78

I have a stringio object created and it has some text in it. I'd like to clear its existing values and reuse it instead of recalling it. Is there anyway of doing this?

Incognito
  • 1,883
  • 5
  • 21
  • 28

3 Answers3

132

TL;DR

Don't bother clearing it, just create a new one—it’s faster.

The method

Python 2

Here's how I would find such things out:

>>> from StringIO import StringIO
>>> dir(StringIO)
['__doc__', '__init__', '__iter__', '__module__', 'close', 'flush', 'getvalue', 'isatty', 'next', 'read', 'readline', 'readlines', 'seek', 'tell', 'truncate', 'write', 'writelines']
>>> help(StringIO.truncate)
Help on method truncate in module StringIO:

truncate(self, size=None) unbound StringIO.StringIO method
    Truncate the file's size.

    If the optional size argument is present, the file is truncated to
    (at most) that size. The size defaults to the current position.
    The current file position is not changed unless the position
    is beyond the new file size.

    If the specified size exceeds the file's current size, the
    file remains unchanged.

So, you want .truncate(0). But it's probably cheaper (and easier) to initialise a new StringIO. See below for benchmarks.

Python 3

(Thanks to tstone2077 for pointing out the difference.)

>>> from io import StringIO
>>> dir(StringIO)

• **Written instruction A**: Retype the stretch of the StringIO thread from "truncate(self, size=None) unbound" through "below for benchmarks.".

Stored records

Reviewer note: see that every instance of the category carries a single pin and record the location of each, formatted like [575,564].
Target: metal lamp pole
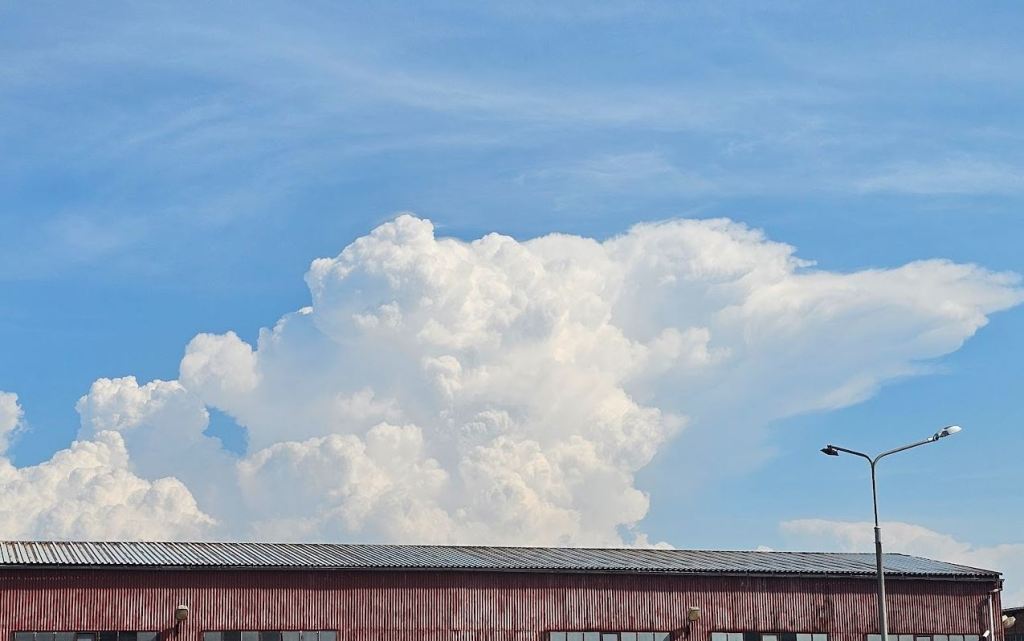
[834,451]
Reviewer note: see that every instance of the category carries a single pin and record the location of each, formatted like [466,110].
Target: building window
[91,635]
[607,636]
[768,636]
[268,635]
[926,637]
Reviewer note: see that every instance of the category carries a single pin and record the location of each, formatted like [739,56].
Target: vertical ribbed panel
[475,606]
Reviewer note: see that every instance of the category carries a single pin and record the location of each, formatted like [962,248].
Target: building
[310,592]
[1015,632]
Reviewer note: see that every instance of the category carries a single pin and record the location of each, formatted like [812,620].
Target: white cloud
[89,492]
[963,175]
[509,391]
[10,418]
[915,540]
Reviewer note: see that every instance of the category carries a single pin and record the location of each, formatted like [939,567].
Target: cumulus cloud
[508,391]
[911,539]
[89,492]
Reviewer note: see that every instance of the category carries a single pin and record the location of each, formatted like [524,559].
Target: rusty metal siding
[475,606]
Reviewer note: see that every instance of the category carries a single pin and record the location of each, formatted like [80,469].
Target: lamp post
[833,451]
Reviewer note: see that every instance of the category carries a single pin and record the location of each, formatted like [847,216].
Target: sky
[535,273]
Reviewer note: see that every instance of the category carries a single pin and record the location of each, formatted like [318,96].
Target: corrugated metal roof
[351,556]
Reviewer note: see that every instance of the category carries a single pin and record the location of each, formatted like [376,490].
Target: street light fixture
[834,451]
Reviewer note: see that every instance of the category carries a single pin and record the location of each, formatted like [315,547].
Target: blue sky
[170,171]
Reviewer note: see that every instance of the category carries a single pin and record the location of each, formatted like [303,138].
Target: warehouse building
[312,592]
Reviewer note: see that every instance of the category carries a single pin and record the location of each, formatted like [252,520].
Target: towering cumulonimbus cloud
[506,391]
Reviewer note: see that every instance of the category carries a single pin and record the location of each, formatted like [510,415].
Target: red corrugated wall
[475,606]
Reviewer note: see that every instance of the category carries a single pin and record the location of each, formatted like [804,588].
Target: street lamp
[833,451]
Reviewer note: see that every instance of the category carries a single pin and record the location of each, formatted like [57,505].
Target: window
[768,636]
[926,637]
[608,636]
[91,635]
[267,635]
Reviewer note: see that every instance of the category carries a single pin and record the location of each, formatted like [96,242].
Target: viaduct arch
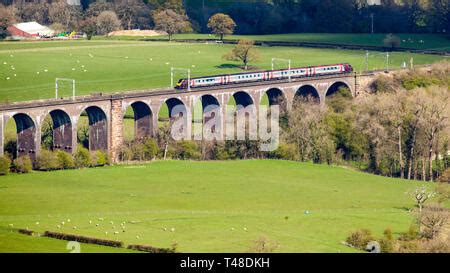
[106,112]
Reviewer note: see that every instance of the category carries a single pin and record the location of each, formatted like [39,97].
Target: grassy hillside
[28,69]
[206,206]
[408,40]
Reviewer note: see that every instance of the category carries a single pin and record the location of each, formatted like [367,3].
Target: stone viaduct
[106,111]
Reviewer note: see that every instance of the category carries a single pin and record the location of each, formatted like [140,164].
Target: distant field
[208,204]
[408,40]
[28,69]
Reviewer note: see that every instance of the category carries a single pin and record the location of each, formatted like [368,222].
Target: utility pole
[173,69]
[64,79]
[367,60]
[371,17]
[387,61]
[284,60]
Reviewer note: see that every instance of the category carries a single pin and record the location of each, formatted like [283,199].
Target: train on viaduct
[106,111]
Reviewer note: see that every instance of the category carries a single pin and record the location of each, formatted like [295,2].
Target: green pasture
[221,206]
[408,40]
[28,69]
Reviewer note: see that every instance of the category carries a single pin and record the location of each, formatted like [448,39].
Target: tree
[391,41]
[89,26]
[96,8]
[435,119]
[107,22]
[132,13]
[58,27]
[171,22]
[221,24]
[33,11]
[63,13]
[244,51]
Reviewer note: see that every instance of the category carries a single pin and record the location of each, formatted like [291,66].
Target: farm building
[29,30]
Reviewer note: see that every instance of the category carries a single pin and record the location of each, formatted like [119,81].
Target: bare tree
[391,41]
[421,195]
[244,51]
[63,13]
[107,21]
[221,24]
[131,12]
[434,119]
[171,22]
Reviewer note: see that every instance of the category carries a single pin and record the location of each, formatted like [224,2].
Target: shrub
[100,158]
[138,150]
[82,239]
[46,161]
[285,151]
[188,150]
[65,160]
[433,220]
[150,148]
[436,246]
[23,164]
[263,245]
[408,247]
[411,234]
[82,157]
[386,245]
[5,164]
[125,154]
[387,242]
[151,249]
[219,152]
[360,238]
[445,176]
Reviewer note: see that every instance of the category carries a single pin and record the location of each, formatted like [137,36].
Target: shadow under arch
[26,136]
[338,86]
[98,128]
[143,120]
[307,92]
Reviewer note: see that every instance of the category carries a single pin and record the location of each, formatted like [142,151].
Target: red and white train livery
[267,75]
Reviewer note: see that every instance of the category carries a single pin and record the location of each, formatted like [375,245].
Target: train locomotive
[267,75]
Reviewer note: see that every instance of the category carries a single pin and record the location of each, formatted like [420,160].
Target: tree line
[401,128]
[250,17]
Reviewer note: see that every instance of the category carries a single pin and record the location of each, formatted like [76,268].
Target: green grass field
[408,40]
[28,69]
[208,204]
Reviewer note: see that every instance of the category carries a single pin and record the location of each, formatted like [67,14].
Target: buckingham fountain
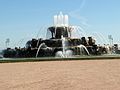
[63,40]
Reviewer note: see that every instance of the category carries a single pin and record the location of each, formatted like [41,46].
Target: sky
[21,20]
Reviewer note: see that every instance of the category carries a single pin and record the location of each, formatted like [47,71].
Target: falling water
[83,49]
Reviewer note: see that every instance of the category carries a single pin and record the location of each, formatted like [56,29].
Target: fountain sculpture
[62,42]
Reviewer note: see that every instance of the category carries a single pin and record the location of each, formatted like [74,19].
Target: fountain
[63,40]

• **Written instruction B**: Please find every line of the listing above that contains the string "viaduct" and copy each of those lines.

• **Correct answer A**:
truncate(self, size=None) unbound StringIO.StringIO method
    Truncate the file's size.

    If the optional size argument is present, the file is truncated to
    (at most) that size. The size defaults to the current position.
    The current file position is not changed unless the position
    is beyond the new file size.

    If the specified size exceeds the file's current size, the
    file remains unchanged.

So, you want .truncate(0). But it's probably cheaper (and easier) to initialise a new StringIO. See below for benchmarks.

• **Correct answer B**:
Target: viaduct arch
Target: stone viaduct
Target: train on viaduct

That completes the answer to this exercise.